> [Point annotation dataset entries]:

== == ==

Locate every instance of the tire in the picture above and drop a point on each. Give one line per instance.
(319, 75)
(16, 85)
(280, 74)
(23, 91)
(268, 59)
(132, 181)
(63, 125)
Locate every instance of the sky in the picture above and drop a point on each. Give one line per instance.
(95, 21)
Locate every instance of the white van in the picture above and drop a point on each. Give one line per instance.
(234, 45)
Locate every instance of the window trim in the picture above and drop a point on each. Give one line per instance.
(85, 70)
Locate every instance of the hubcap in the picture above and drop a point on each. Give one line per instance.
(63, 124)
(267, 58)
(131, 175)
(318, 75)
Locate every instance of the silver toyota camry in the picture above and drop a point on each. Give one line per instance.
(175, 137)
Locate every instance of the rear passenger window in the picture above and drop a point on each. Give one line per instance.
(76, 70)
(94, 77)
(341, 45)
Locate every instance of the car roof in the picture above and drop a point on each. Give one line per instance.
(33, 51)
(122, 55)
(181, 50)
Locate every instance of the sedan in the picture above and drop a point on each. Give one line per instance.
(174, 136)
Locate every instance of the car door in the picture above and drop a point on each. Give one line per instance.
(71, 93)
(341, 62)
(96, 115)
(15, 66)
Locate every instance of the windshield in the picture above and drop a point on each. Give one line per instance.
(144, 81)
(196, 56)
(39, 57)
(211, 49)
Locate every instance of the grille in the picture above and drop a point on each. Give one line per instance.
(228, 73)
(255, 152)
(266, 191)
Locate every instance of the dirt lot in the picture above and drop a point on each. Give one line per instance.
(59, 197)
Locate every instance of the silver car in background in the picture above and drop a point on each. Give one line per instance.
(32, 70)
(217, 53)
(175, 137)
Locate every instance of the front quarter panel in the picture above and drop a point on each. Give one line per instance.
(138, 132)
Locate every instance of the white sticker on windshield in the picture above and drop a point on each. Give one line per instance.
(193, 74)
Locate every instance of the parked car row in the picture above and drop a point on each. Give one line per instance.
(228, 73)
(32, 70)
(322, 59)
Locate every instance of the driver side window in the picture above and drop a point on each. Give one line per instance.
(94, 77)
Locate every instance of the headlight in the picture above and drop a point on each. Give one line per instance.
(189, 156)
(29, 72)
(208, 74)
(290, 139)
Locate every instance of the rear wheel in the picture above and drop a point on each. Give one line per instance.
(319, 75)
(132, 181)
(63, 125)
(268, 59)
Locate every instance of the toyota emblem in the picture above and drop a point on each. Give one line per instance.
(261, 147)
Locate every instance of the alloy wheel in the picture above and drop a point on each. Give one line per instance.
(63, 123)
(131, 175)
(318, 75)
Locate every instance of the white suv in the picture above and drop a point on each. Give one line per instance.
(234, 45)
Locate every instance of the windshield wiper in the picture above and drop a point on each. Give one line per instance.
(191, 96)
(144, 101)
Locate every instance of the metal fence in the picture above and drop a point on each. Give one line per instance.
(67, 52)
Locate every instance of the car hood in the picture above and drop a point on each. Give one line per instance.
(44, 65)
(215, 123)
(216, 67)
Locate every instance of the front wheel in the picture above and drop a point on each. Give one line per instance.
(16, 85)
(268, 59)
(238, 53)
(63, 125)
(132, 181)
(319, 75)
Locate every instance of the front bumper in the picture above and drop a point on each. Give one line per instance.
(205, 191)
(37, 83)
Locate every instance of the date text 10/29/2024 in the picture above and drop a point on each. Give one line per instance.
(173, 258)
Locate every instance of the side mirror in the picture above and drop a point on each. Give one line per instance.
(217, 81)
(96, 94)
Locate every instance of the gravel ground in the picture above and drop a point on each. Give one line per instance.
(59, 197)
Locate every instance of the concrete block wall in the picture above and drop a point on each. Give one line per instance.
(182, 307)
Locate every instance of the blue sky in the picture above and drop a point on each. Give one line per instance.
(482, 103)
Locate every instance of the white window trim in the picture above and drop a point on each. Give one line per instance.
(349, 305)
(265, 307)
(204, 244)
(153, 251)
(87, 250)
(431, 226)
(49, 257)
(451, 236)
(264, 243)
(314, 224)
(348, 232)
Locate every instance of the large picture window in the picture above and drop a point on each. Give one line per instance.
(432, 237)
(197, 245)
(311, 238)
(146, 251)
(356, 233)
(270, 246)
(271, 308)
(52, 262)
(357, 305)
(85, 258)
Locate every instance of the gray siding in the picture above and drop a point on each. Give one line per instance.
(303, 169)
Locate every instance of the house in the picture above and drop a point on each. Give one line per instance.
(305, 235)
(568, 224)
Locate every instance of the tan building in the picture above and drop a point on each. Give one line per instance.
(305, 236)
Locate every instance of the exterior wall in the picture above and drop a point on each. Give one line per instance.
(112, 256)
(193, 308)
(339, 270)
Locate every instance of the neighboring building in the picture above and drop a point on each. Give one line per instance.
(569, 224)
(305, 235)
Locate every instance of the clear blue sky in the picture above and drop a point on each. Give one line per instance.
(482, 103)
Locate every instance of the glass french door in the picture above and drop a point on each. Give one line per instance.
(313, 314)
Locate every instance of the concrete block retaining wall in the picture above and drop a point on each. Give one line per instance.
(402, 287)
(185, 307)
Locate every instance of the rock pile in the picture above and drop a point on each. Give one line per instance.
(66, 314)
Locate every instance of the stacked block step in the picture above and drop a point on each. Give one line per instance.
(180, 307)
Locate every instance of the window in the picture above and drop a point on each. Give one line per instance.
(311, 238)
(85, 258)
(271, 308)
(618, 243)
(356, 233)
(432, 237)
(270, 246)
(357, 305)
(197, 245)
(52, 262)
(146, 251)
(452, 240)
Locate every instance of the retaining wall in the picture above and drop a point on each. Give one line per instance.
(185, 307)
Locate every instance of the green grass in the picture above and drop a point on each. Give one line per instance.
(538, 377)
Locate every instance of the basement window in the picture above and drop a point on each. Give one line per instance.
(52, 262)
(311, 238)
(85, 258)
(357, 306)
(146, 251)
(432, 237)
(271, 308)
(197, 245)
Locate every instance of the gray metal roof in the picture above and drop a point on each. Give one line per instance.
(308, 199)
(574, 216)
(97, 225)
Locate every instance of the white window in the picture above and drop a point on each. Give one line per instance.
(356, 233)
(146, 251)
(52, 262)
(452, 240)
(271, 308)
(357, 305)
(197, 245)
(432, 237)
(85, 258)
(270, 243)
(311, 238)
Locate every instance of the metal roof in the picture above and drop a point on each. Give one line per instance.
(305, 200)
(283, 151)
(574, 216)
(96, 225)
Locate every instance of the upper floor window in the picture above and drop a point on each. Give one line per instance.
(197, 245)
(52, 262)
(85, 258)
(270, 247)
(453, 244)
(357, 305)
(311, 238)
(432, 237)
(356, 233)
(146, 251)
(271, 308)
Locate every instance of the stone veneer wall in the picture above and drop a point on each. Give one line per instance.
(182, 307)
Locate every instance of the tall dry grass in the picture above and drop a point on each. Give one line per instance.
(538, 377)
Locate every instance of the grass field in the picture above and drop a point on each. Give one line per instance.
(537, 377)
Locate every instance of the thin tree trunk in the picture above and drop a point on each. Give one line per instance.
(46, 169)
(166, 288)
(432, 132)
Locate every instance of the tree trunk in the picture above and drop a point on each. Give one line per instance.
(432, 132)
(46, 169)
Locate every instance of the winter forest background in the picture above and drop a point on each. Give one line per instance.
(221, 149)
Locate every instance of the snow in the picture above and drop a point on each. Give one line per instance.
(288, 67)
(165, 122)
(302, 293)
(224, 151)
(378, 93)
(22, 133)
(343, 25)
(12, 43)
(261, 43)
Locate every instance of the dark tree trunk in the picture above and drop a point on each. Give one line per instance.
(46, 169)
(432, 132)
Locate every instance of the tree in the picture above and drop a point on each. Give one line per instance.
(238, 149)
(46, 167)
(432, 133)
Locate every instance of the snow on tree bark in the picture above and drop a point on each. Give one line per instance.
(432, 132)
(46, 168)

== == ==

> [Goal of the exercise]: Copy every line of the entries above without changing anything.

> [Task answer]:
Locate every instance of the tire in the picture above and drop a point on each. Give one line per instance.
(319, 75)
(16, 85)
(280, 74)
(23, 91)
(268, 59)
(132, 181)
(63, 125)
Locate every instance of the sky in the picture above and drop a point on each. Give one line per instance.
(95, 21)
Locate every instance of the white van in the picture above and drop a point on each. Give one line per instance.
(234, 45)
Locate every instance of the window trim in the picture above and drop a point on each. Give one line per instance.
(85, 70)
Locate every instance of the hubcap in the picture above and drop a point on each. Give one line per instance.
(63, 124)
(267, 58)
(131, 175)
(318, 75)
Locate every instance of the silver toyota camry in the picture above and drop a point on each. Give one line per instance.
(175, 137)
Locate every instance of the rear passenger window in the picture above and drop a point on each. Give one line per instance.
(76, 70)
(94, 77)
(341, 45)
Locate every instance of the car roof in the picture above and drop a point on each. Give one line per instance.
(33, 51)
(122, 55)
(181, 50)
Locate every instance of the sedan in the picture above and drop a point on each. Give one line per instance.
(174, 136)
Locate every instance of the car door in the picture above and drop a point on each. Give one line per instance.
(71, 93)
(341, 62)
(96, 115)
(15, 66)
Locate every instance of the windshield in the picture above and drop a point on each. Give one line per instance.
(144, 81)
(196, 56)
(39, 57)
(211, 49)
Locate every instance of the grille in the picture above and drop a point on each. Give one line per instance.
(228, 73)
(255, 152)
(266, 191)
Locate every instance of the dirt lot in the picture above and drop a point on each. Give one line per instance.
(59, 197)
Locate every instance of the silver car in background in the picture above and drop a point on each. Give one line per instance.
(32, 70)
(217, 53)
(175, 137)
Locate every instance of the front quarter panel in the picture above and drop a point on each. Give one line per instance.
(138, 132)
Locate every instance of the white sticker on windshield in the picture above and drop a point on each. Give one line per instance.
(193, 74)
Locate every instance of the parked car row in the picture above and drop a point on each. Give one line per instance.
(228, 73)
(32, 70)
(322, 59)
Locate every instance of the driver side window in the picture above and drop a point on each. Give one line per instance.
(94, 77)
Locate every instance of the headlight in the picture above and drop a point on each. Give one line per instance.
(189, 156)
(29, 72)
(208, 74)
(290, 139)
Locate every instance of the rear wheel in the picture above and drop a point on each. Give one line per instance.
(319, 75)
(132, 181)
(63, 125)
(268, 59)
Locate every instance of the toyota emblem in the picture above and drop a point on each. Give one line per instance.
(261, 147)
Locate every instance of the alloy wheel in the picture above and drop a point on each. Give one line per instance.
(63, 123)
(131, 175)
(318, 75)
Locate every instance of the white suv in the picture above and drop a point on each. Give one line per instance.
(234, 45)
Locate every instance of the windshield wiper in the picture above and drop a point on each. Give one line per instance.
(191, 96)
(144, 101)
Locate every instance of the metal fence in the picture above and drop a point on each. Give one line per instance.
(67, 52)
Locate every instance of the car hood in the picture above and drop a point on each. Give one line per instance.
(44, 65)
(215, 123)
(216, 67)
Locate every instance of the front wheel in the picture above and drop a point on each. Give one line per instance.
(16, 85)
(268, 59)
(238, 53)
(63, 125)
(132, 181)
(319, 75)
Locate every instance of the front bumper in the picture above and drop a point on each. Give one line per instance.
(205, 191)
(37, 83)
Locate every instance of the date text 10/29/2024 in the picture above and drop a point on each. Give one line per instance.
(173, 258)
Locate every instance of the side mirror in the picture above and drop a point on each. Give one line per instance.
(217, 81)
(96, 94)
Locate every instance of the gravel ground in the picture above and drop a point on each. Give one line per instance.
(59, 197)
Locate every instance of the concrete block wall in the picture above and drop a point on each. Give one line per instance.
(182, 307)
Locate every instance of the blue sky in the picture above and drop a point on each. Give one line per instance.
(482, 103)
Locate every instance of the white window trim in the picture above and drop a point on each. Give one line per instance.
(349, 305)
(265, 307)
(204, 244)
(153, 251)
(87, 250)
(431, 226)
(49, 257)
(451, 236)
(264, 243)
(314, 224)
(348, 232)
Locate every instance of the large picture window in the picture above and drop a point on each. Give one line per instance.
(432, 237)
(197, 245)
(311, 238)
(146, 251)
(356, 233)
(270, 246)
(271, 308)
(52, 262)
(357, 305)
(85, 258)
Locate every instance of the gray siding in the picture above and drop a point on each. Give one line per instance.
(303, 169)
Locate every instance of the house in the picture above and drop a point on each. Give one line per instance.
(305, 235)
(568, 224)
Locate every instance of the tan building in the picture above and drop a point on each. Give one line per instance.
(305, 236)
Locate every instance of the exterior wall in the picture above and drop a point on each. Give one line per instance.
(112, 256)
(193, 308)
(339, 270)
Locate every instance of the neighboring building in the picture above and drop a point on each. Give one line per instance.
(569, 224)
(305, 235)
Locate every instance of the clear blue sky in the picture above and drop a point on each. Give one line per instance.
(482, 103)
Locate every instance of the glass french door in the picture above and drop a point on each. Give one line per instance.
(313, 314)
Locate every instance of the concrete block retaining wall in the picture above and drop a point on each. Give one line per instance.
(402, 287)
(185, 307)
Locate every instance of the rock pile in the picture above and drop a point on each. Give one line per instance.
(66, 314)
Locate every instance of the stacked block step in the picture above and drop a point on each. Give one line per instance.
(180, 307)
Locate every instance of the window in the picture above and drop a point on each. Give one line per instance.
(311, 238)
(85, 258)
(271, 308)
(618, 243)
(356, 233)
(432, 237)
(270, 246)
(357, 305)
(197, 245)
(52, 262)
(146, 251)
(452, 240)
Locate every instance of the retaining wall in the picture above and drop a point on each. Give one line per instance.
(185, 307)
Locate every instance of the green grass in the picture above and drop a point on each. Give one line per instance.
(538, 377)
Locate every instance of the basement window in the picture above and drop a point on each. Give one line per instance.
(52, 262)
(311, 238)
(85, 258)
(357, 306)
(146, 251)
(432, 237)
(271, 308)
(197, 245)
Locate every instance of the gray metal roof in the picture above and drop a point on each. Give one line per instance.
(308, 199)
(574, 216)
(97, 225)
Locate every instance of the white window in the picture above and drop a point on each. Give one line per instance.
(356, 233)
(146, 251)
(52, 262)
(452, 240)
(271, 308)
(357, 305)
(197, 245)
(432, 237)
(85, 258)
(270, 243)
(311, 238)
Locate every instance of the metal roof in the picture above and drop a point on each. Give one line per instance.
(305, 200)
(283, 151)
(574, 216)
(96, 225)
Locate every instance of the upper floor window in the picture above and drop a point on each. Give one line per instance.
(197, 245)
(52, 262)
(85, 258)
(270, 247)
(453, 244)
(357, 305)
(311, 238)
(432, 237)
(356, 233)
(146, 251)
(271, 308)
Locate every instance of the stone veneer wall in the picture above and drop a point on each. Give one line per instance.
(182, 307)
Locate every instance of the tall dry grass in the picture above and drop a point on each. Give one line per instance.
(538, 377)
Locate every instance of the grass field in the picture above and drop a point on each. Give one line per instance.
(537, 377)
Locate every instance of the thin tree trunk in the picture above and drop a point on each. Give one line per instance.
(46, 169)
(166, 288)
(432, 132)
Locate every instance of the tree trunk in the picture above and drop a point on each. Give one line per instance.
(432, 132)
(46, 169)
Locate every instance of the winter forest background in the picture above and drop a point on each. Give one line per instance.
(221, 149)
Locate every instance of the snow in the picture above and drop a point on each. Give one line per instance.
(288, 67)
(165, 122)
(302, 293)
(224, 151)
(378, 93)
(22, 133)
(343, 25)
(12, 43)
(261, 43)
Locate every instance of the dark tree trunk in the picture above and drop a point on each. Give one line per instance.
(46, 169)
(432, 132)
Locate every instance of the tree in the picture above and drop a point on each. Give one line per instance.
(238, 149)
(46, 167)
(432, 133)
Locate every instance of the snow on tree bark in the picture above and drop a point on each. Give one line per instance.
(432, 132)
(46, 168)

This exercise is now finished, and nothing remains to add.